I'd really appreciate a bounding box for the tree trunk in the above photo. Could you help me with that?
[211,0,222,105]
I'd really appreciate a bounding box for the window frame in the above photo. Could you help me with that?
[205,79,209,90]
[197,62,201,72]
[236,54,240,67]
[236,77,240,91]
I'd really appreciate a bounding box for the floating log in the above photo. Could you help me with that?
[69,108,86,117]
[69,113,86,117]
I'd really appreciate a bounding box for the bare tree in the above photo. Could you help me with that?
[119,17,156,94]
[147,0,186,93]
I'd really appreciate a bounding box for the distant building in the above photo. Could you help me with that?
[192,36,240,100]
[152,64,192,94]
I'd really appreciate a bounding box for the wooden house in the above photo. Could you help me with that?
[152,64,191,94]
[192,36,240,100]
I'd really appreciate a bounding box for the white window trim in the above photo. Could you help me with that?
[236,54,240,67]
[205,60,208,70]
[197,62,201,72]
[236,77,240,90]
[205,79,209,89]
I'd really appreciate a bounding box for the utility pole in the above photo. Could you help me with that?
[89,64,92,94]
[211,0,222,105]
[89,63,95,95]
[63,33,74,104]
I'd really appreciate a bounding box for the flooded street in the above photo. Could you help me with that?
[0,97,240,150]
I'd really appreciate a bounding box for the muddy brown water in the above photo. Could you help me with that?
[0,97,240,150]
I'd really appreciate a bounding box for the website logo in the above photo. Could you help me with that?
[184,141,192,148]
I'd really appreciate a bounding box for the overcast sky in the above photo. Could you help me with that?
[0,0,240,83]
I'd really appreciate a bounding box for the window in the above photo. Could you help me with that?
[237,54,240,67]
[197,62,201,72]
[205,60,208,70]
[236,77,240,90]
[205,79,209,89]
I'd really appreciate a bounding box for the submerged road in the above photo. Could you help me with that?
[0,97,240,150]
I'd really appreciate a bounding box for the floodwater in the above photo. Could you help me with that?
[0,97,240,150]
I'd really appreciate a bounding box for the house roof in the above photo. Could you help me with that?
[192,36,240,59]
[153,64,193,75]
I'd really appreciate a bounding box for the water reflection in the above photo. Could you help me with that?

Directions: Start at the line containing "I'd really appreciate a bounding box for the muddy" and end with the line containing "[153,64,193,75]". Reproduce that stretch of the material, changing "overcast" to "cloudy" and leaving everything else as it is.

Answer in full:
I'd really appreciate a bounding box for the muddy brown water in the above photo. Could you help me with that?
[0,97,240,150]
I'd really appreciate a bounding box for the website logo in the above photo. Could you help me with that?
[184,141,192,148]
I'd really appreciate a bounding box for the cloudy sky in the above photo. Could you help me with that?
[0,0,240,83]
I'd really appreciate a bounding box for the window in the above photo. Could you help me with that?
[237,54,240,67]
[197,62,201,72]
[205,60,208,70]
[236,77,240,90]
[205,79,209,89]
I'd really appreciate a bounding box for the submerged road in the above photo. Could you help me with that?
[0,97,240,150]
I'd really appreciate a bounding box for the floodwater in the above photo. Could you help me with that?
[0,97,240,150]
I'd really appreciate a bounding box for the house roof in the above photo. Could you help me with that?
[192,36,240,59]
[153,64,193,75]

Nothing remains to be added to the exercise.